■ WHAT YOU ARE ASKED TO DO ■
Print the records below word for word, keeping every line the same.

#####

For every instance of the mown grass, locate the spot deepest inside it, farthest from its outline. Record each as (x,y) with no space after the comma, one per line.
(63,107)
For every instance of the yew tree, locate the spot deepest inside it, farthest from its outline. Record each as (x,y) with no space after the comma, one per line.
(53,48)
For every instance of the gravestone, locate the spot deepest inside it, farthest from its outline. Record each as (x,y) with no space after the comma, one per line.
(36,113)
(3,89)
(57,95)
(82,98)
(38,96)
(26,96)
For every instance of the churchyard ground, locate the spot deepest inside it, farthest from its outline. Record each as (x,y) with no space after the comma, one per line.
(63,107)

#####

■ RESPONSE FOR THIS EXERCISE ■
For every instance of the mown grass, locate the spot deepest inside it, farthest from its outline. Record each as (x,y) with no space after the comma, one per line.
(63,107)
For every instance of the yew tree, locate the spot deepest inside it, farthest from its outline. Record each as (x,y) with no space after the comma, one per line.
(53,48)
For every instance of the gravestone, locate the spot deepest inside it, farthest from its outline. Record each as (x,y) with no space after the comma, one per line.
(36,113)
(3,89)
(57,95)
(82,98)
(38,96)
(26,96)
For every instance of the churchyard ground, locate the spot deepest inside it, farthest from its outline. Record each as (x,y) with no space after the comma, one per line.
(63,107)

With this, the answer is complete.